WHAT THE TASK ASKS → Write out the entries below exactly, from the first line to the one with "Phrase -- green meadow", both ends included.

DATA TO EXAMINE →
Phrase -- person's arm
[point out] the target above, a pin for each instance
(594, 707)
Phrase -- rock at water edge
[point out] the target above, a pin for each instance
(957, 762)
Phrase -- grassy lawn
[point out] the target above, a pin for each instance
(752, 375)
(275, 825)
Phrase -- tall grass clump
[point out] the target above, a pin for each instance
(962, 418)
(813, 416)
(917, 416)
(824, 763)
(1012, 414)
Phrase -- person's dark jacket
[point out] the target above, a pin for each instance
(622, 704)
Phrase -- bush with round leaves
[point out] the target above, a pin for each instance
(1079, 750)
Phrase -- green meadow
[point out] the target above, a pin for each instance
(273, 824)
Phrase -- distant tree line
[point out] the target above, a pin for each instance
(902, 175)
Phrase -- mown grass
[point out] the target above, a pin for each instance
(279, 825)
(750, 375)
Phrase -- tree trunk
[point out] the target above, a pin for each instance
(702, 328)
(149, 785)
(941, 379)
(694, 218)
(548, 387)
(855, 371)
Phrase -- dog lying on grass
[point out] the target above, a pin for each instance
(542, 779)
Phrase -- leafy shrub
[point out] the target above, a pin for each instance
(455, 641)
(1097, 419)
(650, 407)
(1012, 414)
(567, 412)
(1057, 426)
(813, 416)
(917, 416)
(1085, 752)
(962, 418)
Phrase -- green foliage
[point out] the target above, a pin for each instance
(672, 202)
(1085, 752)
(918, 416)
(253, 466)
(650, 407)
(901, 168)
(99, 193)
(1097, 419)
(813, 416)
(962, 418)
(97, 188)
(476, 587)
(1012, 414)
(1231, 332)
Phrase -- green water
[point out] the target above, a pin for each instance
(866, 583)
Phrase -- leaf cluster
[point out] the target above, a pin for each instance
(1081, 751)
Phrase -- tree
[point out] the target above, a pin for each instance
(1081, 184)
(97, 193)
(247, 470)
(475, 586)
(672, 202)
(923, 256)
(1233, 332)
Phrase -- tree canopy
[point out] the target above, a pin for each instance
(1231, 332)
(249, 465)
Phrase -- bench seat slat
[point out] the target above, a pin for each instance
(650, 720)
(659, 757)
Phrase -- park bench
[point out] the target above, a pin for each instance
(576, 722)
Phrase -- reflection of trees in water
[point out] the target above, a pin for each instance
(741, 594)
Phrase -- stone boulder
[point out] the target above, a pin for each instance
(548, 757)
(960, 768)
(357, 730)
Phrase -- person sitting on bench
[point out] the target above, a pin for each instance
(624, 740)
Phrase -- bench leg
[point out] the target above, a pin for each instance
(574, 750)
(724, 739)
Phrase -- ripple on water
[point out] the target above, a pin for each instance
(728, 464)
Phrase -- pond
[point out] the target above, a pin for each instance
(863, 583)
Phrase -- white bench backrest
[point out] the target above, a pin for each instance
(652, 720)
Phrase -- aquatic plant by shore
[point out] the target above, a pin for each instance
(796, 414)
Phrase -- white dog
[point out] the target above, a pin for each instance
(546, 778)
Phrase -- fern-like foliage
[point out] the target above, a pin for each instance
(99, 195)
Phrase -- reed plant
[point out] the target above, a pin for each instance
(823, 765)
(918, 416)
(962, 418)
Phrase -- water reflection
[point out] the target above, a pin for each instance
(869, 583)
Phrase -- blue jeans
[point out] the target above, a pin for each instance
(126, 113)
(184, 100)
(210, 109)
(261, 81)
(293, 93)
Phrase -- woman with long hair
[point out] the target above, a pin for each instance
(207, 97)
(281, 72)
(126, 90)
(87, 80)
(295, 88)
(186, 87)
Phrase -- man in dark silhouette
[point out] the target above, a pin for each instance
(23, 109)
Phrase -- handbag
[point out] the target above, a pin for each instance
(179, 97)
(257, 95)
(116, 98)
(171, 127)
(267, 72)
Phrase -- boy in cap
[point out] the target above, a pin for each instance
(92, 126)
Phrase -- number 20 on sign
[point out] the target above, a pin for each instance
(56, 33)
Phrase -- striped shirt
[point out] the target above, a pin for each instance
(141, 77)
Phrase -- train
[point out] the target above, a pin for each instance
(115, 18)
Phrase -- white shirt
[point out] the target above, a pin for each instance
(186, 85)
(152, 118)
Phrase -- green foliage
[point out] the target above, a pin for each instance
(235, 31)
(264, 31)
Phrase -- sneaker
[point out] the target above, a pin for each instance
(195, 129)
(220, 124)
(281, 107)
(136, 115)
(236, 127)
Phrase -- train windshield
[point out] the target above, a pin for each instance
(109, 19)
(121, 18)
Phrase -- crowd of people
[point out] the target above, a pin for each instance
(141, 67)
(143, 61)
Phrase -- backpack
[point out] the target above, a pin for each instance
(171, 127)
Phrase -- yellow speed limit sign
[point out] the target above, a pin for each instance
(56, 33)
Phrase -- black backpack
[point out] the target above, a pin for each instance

ANSWER TO THIS EXERCISE →
Phrase -- person's arm
[point out] the target above, a pin for each instance
(594, 707)
Phrase -- rock at water edge
[point out] the target above, a pin for each instance
(957, 762)
Phrase -- grassy lawn
[point out] the target above, a pin for each instance
(752, 375)
(275, 825)
Phrase -- tall grass clump
[point out] the target above, a pin for each instance
(962, 418)
(813, 416)
(917, 416)
(824, 763)
(1012, 414)
Phrase -- person's dark jacket
[point out] the target above, a pin for each instance
(622, 704)
Phrase -- bush with round leaves
[point out] the target above, a pin for each instance
(1079, 750)
Phrase -- green meadow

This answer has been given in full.